» **Required action**: Please update the items below by changing every "positive clicks" to "foreground clicks" and leaving all other text as it is.

» **Data to examine**:
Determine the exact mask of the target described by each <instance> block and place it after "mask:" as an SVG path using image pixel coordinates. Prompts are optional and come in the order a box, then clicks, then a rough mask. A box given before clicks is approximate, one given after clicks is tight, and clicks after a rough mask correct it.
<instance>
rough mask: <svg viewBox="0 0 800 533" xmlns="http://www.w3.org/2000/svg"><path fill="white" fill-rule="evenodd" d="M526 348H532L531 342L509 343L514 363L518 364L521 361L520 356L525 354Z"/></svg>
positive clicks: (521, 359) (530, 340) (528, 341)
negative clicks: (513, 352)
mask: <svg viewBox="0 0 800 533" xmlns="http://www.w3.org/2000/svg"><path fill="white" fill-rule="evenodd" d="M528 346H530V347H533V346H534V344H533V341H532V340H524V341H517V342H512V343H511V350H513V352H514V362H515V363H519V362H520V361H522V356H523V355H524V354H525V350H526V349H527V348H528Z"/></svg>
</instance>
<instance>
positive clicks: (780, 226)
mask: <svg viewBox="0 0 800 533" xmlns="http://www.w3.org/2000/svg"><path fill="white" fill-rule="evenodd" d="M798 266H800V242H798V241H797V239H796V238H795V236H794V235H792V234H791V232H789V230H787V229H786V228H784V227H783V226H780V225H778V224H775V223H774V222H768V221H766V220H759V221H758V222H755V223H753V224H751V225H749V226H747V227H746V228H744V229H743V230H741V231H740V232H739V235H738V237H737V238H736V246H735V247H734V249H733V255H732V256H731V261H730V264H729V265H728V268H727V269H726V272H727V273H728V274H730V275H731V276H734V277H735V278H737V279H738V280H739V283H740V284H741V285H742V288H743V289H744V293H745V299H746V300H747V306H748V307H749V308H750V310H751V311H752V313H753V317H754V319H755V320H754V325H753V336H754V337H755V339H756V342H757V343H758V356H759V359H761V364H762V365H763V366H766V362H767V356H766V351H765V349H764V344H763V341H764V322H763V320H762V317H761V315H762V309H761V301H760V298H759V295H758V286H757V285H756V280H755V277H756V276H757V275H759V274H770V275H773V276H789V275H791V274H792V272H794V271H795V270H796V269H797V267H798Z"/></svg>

» **Answer to this task**:
Determine the exact mask of the target described by each <instance> block and place it after "mask:" as an SVG path using image pixel coordinates. Prompts are optional and come in the order a box, then clicks, then a rough mask. A box given before clicks is approximate, one given after clicks is tight, and clicks after a rough mask correct it.
<instance>
rough mask: <svg viewBox="0 0 800 533" xmlns="http://www.w3.org/2000/svg"><path fill="white" fill-rule="evenodd" d="M526 348H532L531 342L509 343L514 363L518 364L521 361L520 356L525 354Z"/></svg>
foreground clicks: (521, 359) (530, 340) (528, 341)
negative clicks: (513, 352)
mask: <svg viewBox="0 0 800 533" xmlns="http://www.w3.org/2000/svg"><path fill="white" fill-rule="evenodd" d="M528 346H530V347H533V346H534V344H533V341H532V340H524V341H517V342H512V343H511V350H513V352H514V362H515V363H519V362H520V361H522V356H523V355H524V354H525V350H526V349H527V348H528Z"/></svg>
</instance>
<instance>
foreground clicks: (780, 226)
mask: <svg viewBox="0 0 800 533" xmlns="http://www.w3.org/2000/svg"><path fill="white" fill-rule="evenodd" d="M798 266H800V242H798V241H797V239H796V238H795V236H794V235H792V234H791V232H789V230H787V229H786V228H784V227H783V226H780V225H778V224H775V223H774V222H768V221H766V220H759V221H758V222H755V223H753V224H751V225H749V226H747V227H746V228H744V229H743V230H741V231H740V232H739V235H738V237H737V238H736V246H735V247H734V249H733V255H732V256H731V261H730V264H729V265H728V268H727V269H726V272H727V273H728V274H730V275H731V276H734V277H735V278H737V279H738V280H739V283H740V284H741V285H742V288H743V289H744V293H745V299H746V300H747V306H748V307H749V308H750V310H751V311H752V313H753V317H754V319H755V320H754V325H753V336H754V337H755V339H756V342H757V343H758V356H759V359H761V364H762V365H763V366H766V362H767V356H766V351H765V349H764V344H763V341H764V322H763V320H762V317H761V315H762V309H761V301H760V298H759V295H758V286H757V285H756V280H755V277H756V276H757V275H759V274H770V275H773V276H789V275H791V274H792V272H794V271H795V270H796V269H797V267H798Z"/></svg>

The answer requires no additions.